**Source passage**.
-------------------------

October 30, 2020
The Halloween costume industry, like nearly everything else in 2020, has taken a major hit as a result of the coronavirus pandemic.
The resiliency of the popular holiday will be put to the test Saturday as families and households navigate whether and how to participate in trick-or-treating this year.
The U.S. Centers for Disease Control and Prevention and the Philadelphia Department of Public Health have both advised families to avoid traditional Halloween festivities this year, from indoor costume parties to haunted hayrides. Alternative suggestions have been made for trick-or-treating to minimize the amount of social contact during the exchange of candy.
Researchers at the University of California, San Diego School of Medicine and San Diego State University took the analysis of trick-or-treating safety a step further this week, SciTechDaily reported.
A study published in the journal mSystems enrolled 10 recently diagnosed COVID-19 patients — both asymptomatic and mildly symptomatic — to determine the likelihood of COVID-19 transmission under three different conditions.
The participants were asked to handle Halloween candy with unwashed hands, washed hands and while deliberately coughing with extensive handling.
The candy was then divided into two groups: pieces that were not washed after handling and those whose wrappers were washed with household dishwashing detergent. Both groups were analyzed using the same technology used to diagnose COVID-19 infections in people. A second platform, used for testing larger samples cheaply and quickly, also was used to cross-check the findings.
SARS-CoV-2, the novel coronavirus, was detected on 60% of the candies that were not washed, including those that were handled normally and those handled with deliberate coughing.
The virus was detected on only 10% of candies that were handled after hand washing.

-------------------------

Stored data entries:
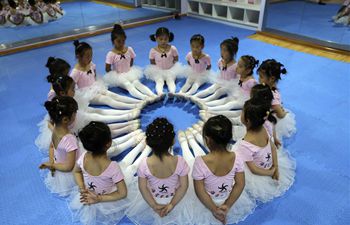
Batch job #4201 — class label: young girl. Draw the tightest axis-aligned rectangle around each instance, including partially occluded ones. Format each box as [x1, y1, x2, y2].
[145, 27, 183, 95]
[7, 0, 25, 26]
[235, 99, 295, 202]
[27, 0, 44, 25]
[191, 37, 239, 107]
[179, 34, 211, 95]
[127, 118, 192, 224]
[258, 59, 296, 137]
[70, 41, 146, 109]
[206, 55, 259, 111]
[104, 24, 156, 99]
[192, 115, 255, 225]
[39, 97, 79, 196]
[0, 2, 7, 26]
[69, 122, 129, 224]
[45, 56, 74, 100]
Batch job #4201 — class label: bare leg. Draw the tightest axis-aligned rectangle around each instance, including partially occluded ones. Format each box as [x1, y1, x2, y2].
[186, 131, 206, 157]
[111, 123, 140, 138]
[194, 84, 220, 98]
[178, 131, 194, 162]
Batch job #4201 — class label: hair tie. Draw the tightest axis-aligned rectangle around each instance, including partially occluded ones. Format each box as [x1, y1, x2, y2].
[264, 111, 270, 120]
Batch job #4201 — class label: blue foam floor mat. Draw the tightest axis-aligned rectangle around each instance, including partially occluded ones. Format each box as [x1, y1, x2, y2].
[0, 18, 350, 225]
[266, 0, 350, 45]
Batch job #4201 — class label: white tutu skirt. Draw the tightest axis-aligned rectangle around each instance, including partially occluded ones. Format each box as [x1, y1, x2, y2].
[276, 110, 297, 138]
[68, 188, 130, 225]
[126, 177, 194, 225]
[241, 148, 296, 203]
[144, 62, 185, 81]
[193, 190, 256, 225]
[74, 79, 107, 109]
[103, 66, 143, 87]
[35, 114, 52, 155]
[42, 165, 76, 197]
[184, 66, 215, 83]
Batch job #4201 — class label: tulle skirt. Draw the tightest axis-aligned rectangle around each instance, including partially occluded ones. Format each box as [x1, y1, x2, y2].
[103, 66, 143, 87]
[193, 190, 256, 225]
[144, 62, 185, 81]
[241, 148, 296, 203]
[126, 177, 194, 225]
[41, 164, 76, 197]
[35, 114, 52, 154]
[74, 79, 107, 109]
[276, 110, 297, 138]
[68, 188, 130, 225]
[184, 66, 215, 84]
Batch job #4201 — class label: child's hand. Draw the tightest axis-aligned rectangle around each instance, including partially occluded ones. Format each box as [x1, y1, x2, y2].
[212, 207, 226, 224]
[269, 166, 276, 177]
[273, 137, 282, 150]
[161, 203, 174, 217]
[152, 204, 166, 217]
[272, 167, 280, 180]
[39, 162, 54, 170]
[80, 190, 101, 205]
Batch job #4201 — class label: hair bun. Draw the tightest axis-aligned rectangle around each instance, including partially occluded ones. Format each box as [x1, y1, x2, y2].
[149, 34, 156, 41]
[113, 23, 123, 30]
[73, 40, 80, 48]
[45, 56, 56, 68]
[232, 37, 239, 44]
[281, 68, 287, 74]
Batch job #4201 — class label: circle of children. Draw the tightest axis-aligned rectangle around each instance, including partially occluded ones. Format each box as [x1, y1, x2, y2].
[36, 25, 295, 225]
[0, 0, 64, 27]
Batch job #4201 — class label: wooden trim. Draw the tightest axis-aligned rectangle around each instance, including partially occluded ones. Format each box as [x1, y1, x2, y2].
[0, 15, 174, 56]
[256, 31, 350, 56]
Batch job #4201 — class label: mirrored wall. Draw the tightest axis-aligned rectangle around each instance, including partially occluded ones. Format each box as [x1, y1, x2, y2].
[0, 0, 175, 51]
[262, 0, 350, 51]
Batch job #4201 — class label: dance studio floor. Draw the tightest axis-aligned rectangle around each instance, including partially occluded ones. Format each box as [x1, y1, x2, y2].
[0, 1, 170, 44]
[0, 18, 350, 225]
[266, 0, 350, 45]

-------------------------

**Work request 1**.
Answer these questions using the article on Halloween candy and COVID-19:
(a) How many recently diagnosed COVID-19 patients did the study enroll?
(b) What were the candy wrappers washed with?
(c) On what percentage of candies handled after hand washing was the virus detected?
**Work request 2**.
Pick up the article on Halloween candy and COVID-19 after its final sentence and continue it.
The records have no connection to the article on Halloween candy and COVID-19.

**Answer box 1**.
(a) 10
(b) Household dishwashing detergent
(c) 10%

**Answer box 2**.
"The main takeaway is that, although the risk of transmission of SARS-CoV-2 by surfaces, including candy wrappers, is low, it can be reduced even further by washing your hands with soap before handling the candy and washing the candy with household dishwashing detergent afterward," said co-senior author Rob Knight, professor and director of the Center for Microbiome Innovation at UC San Diego.
The CDC considers the main route of COVID-19 transmission to be close contact with someone who is infected. Airborne transmission, sometimes at distances greater than six feet, also is possible. Transmission from surfaces is less likely, but still possible.
When putting out candy, the risk can be reduced dramatically by washing hands and washing wrappers with dish soap, which does not penetrate the wrapper. Bleach should not be used to wash any candy wrappers.
Those who plan to celebrate Halloween should take precautions by wearing a face mask with any costume, keeping appropriate distance and remaining outdoors for any activities.
"The main risk is interacting with people without masks, so if you are sharing candy, be safe by putting it in a dish where you can wave from six feet away," Knight said.